TASK ITEM:
Taking the line with "of the dining" as the start, reproduce every line until the records end, exactly and with nothing added.

[Start of Attachment]

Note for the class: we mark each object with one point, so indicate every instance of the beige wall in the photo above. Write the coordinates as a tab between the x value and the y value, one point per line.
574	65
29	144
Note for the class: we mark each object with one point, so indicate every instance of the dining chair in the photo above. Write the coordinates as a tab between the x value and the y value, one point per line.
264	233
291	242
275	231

[End of Attachment]

SOLUTION TO THE PROBLEM:
Note for the class: we mark each object with one point, so indicate every instance of the dining chair in the photo above. Write the coordinates as a tab between the x value and the y value, one point per line.
264	233
291	242
275	231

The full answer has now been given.